Activity »
Search the entries for the word "recessed" and pull out each line that has it.

Segment Start: Working data

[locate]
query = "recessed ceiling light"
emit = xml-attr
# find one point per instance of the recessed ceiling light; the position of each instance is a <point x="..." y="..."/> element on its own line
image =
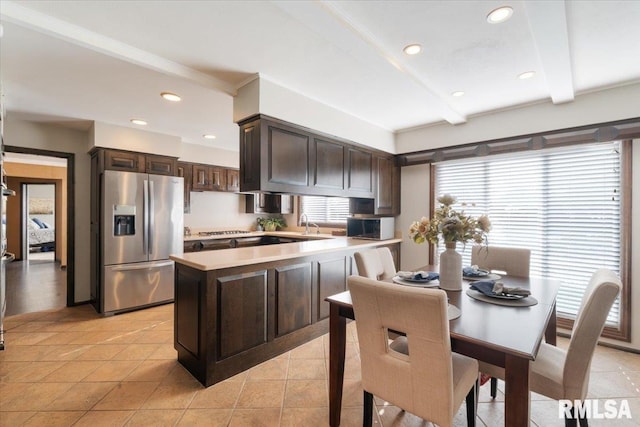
<point x="499" y="15"/>
<point x="412" y="49"/>
<point x="526" y="75"/>
<point x="170" y="96"/>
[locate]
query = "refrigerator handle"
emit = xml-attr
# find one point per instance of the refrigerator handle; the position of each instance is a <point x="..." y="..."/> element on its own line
<point x="152" y="216"/>
<point x="145" y="217"/>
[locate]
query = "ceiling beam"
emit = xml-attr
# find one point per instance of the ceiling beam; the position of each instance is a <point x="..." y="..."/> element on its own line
<point x="548" y="24"/>
<point x="335" y="25"/>
<point x="25" y="17"/>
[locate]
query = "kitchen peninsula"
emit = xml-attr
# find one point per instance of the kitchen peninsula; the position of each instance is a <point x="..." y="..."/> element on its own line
<point x="236" y="308"/>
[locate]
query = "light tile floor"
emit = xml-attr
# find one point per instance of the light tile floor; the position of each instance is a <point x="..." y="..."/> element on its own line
<point x="72" y="367"/>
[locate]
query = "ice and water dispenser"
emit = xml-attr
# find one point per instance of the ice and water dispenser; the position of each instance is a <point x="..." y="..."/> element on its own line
<point x="124" y="220"/>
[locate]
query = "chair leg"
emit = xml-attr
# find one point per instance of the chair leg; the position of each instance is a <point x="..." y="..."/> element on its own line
<point x="494" y="387"/>
<point x="471" y="406"/>
<point x="367" y="414"/>
<point x="570" y="421"/>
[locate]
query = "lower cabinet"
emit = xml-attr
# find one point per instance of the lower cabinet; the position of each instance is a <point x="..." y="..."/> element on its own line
<point x="229" y="320"/>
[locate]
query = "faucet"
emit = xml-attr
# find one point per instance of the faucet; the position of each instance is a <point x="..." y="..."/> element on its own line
<point x="306" y="223"/>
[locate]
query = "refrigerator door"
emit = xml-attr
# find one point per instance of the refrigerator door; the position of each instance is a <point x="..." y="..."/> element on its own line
<point x="137" y="285"/>
<point x="123" y="223"/>
<point x="166" y="215"/>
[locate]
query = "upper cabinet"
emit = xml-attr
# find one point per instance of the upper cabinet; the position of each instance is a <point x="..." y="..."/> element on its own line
<point x="280" y="157"/>
<point x="129" y="161"/>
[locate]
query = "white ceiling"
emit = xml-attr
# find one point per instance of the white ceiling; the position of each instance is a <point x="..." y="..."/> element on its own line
<point x="73" y="62"/>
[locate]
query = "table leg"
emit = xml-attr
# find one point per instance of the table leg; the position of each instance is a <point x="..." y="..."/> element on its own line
<point x="337" y="344"/>
<point x="517" y="400"/>
<point x="550" y="334"/>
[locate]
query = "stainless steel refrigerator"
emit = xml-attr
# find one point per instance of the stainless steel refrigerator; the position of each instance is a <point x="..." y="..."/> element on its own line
<point x="142" y="217"/>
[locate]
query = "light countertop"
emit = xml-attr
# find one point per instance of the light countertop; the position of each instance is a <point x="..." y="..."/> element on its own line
<point x="226" y="258"/>
<point x="294" y="234"/>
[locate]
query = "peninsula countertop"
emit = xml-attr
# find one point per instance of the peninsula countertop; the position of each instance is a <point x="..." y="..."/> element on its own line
<point x="226" y="258"/>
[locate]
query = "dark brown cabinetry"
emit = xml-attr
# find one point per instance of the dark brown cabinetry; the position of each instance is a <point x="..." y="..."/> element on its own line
<point x="184" y="170"/>
<point x="231" y="319"/>
<point x="276" y="156"/>
<point x="386" y="185"/>
<point x="269" y="203"/>
<point x="129" y="161"/>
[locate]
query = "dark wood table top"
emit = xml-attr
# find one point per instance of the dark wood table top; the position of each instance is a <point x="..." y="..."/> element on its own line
<point x="510" y="330"/>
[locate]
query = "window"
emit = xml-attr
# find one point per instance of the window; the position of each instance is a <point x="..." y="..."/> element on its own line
<point x="564" y="204"/>
<point x="325" y="211"/>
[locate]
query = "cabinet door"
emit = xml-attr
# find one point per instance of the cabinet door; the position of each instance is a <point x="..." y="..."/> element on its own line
<point x="293" y="298"/>
<point x="288" y="154"/>
<point x="332" y="279"/>
<point x="387" y="187"/>
<point x="242" y="310"/>
<point x="218" y="178"/>
<point x="329" y="165"/>
<point x="233" y="180"/>
<point x="184" y="170"/>
<point x="124" y="161"/>
<point x="359" y="176"/>
<point x="161" y="165"/>
<point x="201" y="178"/>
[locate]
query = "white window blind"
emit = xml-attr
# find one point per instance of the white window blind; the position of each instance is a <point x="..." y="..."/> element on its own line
<point x="325" y="211"/>
<point x="563" y="204"/>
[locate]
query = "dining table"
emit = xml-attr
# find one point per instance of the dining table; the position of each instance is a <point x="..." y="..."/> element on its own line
<point x="506" y="336"/>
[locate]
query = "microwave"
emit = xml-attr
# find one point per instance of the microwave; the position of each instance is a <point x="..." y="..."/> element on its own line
<point x="381" y="228"/>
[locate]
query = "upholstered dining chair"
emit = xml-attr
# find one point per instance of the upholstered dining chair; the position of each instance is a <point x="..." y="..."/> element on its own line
<point x="375" y="263"/>
<point x="417" y="372"/>
<point x="564" y="374"/>
<point x="513" y="261"/>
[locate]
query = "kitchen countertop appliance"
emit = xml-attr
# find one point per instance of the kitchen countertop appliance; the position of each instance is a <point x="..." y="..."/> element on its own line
<point x="142" y="220"/>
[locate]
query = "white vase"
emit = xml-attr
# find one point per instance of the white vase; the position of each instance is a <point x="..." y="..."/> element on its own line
<point x="451" y="268"/>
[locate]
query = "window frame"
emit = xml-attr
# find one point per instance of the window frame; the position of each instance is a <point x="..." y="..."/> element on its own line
<point x="623" y="331"/>
<point x="320" y="224"/>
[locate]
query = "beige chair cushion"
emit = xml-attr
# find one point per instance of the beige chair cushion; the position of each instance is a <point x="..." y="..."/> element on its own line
<point x="424" y="378"/>
<point x="375" y="264"/>
<point x="513" y="261"/>
<point x="561" y="374"/>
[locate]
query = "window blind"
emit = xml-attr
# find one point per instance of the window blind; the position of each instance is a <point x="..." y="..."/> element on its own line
<point x="563" y="204"/>
<point x="325" y="211"/>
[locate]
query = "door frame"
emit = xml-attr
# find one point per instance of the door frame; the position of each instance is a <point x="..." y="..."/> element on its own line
<point x="70" y="157"/>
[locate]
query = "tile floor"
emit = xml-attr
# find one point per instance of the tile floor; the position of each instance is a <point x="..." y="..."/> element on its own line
<point x="72" y="367"/>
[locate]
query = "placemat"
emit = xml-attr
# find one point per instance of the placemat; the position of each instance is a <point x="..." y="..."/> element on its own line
<point x="430" y="284"/>
<point x="524" y="302"/>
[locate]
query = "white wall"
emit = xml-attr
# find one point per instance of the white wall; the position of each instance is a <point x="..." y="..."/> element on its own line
<point x="21" y="133"/>
<point x="122" y="138"/>
<point x="282" y="103"/>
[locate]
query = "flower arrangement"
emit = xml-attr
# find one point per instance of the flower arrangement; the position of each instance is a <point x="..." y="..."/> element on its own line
<point x="271" y="223"/>
<point x="453" y="226"/>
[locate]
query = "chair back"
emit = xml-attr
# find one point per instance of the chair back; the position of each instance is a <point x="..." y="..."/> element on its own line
<point x="375" y="264"/>
<point x="513" y="261"/>
<point x="598" y="298"/>
<point x="420" y="382"/>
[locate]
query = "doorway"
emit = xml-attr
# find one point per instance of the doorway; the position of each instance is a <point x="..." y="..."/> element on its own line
<point x="40" y="228"/>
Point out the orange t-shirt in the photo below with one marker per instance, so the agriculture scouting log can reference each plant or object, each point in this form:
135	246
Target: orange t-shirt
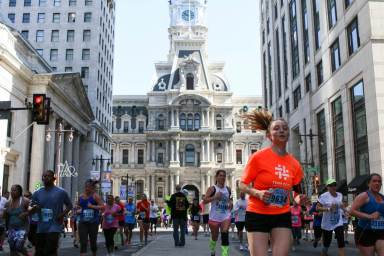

Segment End: Working data

Task output »
query = "recessed ceiling light"
# find one point per instance of the recessed ceiling light; the position of each instance is a <point x="..." y="..."/> element on its own line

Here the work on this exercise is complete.